In the year 1514 the gipsies landed in Scotland from the Continent, and from that date to the present time we have had in our midst over 30,000 men, women, and children with increasing numbers, going to and from our villages, towns, lanes, and fairs, and mixing with the simple, wise, gay, and foolish, leading the lives of vagabonds, demoralizing all they have been brought in contact with, by their lying, plundering, dirty, filthy, cheating, and crafty habits. In one word, the gipsies have been, and still are, a disgrace to Christian civilization. Of course there are exceptions among them, and I wish from the bottom of my heart that there were more.
They live huddled together regardless of either sex, age, or decency, under hedges, in tents, barns, or on the roadside, with but little regard for marriage ceremonies.
Their food, in many instances, is little better than garbage and refuse, and the most riff-raff of them bed themselves upon rotten straw.

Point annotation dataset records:

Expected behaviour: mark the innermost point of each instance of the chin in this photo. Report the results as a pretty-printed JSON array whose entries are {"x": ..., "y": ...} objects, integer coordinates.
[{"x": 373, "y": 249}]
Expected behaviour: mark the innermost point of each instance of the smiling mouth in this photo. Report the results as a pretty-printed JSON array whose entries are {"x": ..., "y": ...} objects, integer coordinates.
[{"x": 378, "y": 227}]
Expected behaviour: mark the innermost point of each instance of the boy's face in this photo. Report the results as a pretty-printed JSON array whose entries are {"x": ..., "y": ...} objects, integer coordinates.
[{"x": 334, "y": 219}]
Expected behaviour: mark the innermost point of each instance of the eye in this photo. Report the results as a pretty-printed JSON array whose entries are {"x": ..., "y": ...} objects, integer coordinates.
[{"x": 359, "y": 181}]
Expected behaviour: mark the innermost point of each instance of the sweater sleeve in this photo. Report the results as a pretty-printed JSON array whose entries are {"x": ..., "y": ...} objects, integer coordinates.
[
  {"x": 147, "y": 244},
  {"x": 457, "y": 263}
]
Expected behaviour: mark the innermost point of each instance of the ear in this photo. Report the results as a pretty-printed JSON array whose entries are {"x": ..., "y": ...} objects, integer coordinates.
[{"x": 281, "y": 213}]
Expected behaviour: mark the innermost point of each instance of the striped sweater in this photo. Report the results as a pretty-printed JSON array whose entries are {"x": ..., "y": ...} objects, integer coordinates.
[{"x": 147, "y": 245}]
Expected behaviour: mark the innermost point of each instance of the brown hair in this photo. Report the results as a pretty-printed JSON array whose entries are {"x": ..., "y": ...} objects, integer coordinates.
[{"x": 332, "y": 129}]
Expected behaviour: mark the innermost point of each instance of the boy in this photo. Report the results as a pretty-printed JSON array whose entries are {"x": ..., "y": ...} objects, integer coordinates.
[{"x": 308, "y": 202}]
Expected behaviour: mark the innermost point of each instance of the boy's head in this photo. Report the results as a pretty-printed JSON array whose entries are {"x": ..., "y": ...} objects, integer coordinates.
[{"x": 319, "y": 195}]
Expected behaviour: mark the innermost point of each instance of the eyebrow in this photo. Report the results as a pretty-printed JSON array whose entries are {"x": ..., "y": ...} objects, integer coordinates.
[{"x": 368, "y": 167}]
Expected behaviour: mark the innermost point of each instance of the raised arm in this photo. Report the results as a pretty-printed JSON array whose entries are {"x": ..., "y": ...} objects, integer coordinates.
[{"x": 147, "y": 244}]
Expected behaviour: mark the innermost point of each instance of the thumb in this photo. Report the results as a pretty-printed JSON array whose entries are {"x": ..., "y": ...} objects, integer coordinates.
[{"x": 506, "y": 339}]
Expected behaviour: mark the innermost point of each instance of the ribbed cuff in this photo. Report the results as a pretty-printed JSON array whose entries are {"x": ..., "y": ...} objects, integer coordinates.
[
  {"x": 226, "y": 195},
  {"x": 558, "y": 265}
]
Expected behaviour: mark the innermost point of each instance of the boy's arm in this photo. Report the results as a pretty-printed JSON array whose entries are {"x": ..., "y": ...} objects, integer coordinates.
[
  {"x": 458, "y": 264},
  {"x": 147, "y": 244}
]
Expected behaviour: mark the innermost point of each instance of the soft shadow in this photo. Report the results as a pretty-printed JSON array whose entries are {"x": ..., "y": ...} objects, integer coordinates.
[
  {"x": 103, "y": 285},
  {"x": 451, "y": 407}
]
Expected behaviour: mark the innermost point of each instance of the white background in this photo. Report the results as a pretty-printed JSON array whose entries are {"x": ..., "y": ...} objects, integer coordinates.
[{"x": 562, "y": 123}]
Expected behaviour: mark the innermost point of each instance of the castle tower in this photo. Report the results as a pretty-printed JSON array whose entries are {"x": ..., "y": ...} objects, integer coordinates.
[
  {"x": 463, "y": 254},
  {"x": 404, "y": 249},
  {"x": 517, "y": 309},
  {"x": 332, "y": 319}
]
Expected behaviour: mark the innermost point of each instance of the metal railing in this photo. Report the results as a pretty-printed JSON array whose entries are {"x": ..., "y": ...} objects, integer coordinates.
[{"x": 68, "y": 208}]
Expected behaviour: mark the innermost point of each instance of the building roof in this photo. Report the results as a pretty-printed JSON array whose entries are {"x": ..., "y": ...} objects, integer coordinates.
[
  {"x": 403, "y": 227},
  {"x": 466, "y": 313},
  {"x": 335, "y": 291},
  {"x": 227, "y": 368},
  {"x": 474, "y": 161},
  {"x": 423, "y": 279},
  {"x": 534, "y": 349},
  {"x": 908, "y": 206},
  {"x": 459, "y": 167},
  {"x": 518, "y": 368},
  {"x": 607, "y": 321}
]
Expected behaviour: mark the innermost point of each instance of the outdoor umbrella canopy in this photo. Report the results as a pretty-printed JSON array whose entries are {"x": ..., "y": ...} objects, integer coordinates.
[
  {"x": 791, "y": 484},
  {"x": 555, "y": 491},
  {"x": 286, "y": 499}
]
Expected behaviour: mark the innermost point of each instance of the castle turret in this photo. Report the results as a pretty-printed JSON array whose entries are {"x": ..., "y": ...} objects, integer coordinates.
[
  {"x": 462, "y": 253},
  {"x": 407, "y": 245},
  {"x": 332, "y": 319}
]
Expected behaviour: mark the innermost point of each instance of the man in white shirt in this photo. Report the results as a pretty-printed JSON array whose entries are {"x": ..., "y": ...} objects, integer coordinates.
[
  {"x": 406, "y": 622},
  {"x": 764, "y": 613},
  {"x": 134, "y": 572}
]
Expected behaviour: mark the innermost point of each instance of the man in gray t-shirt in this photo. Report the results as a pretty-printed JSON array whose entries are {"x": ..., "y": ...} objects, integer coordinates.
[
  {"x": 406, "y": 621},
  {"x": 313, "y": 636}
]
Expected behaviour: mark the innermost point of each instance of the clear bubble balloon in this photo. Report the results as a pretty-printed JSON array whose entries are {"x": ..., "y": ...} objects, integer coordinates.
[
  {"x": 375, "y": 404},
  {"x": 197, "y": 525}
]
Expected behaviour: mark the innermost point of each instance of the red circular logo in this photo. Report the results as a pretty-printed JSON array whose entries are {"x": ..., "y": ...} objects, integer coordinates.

WORK REQUIRED: Can you copy the passage about the gipsies word for word, starting at "They live huddled" and ending at "for marriage ceremonies."? Work from the passage about the gipsies alone.

WRITTEN REPLY:
They live huddled together regardless of either sex, age, or decency, under hedges, in tents, barns, or on the roadside, with but little regard for marriage ceremonies.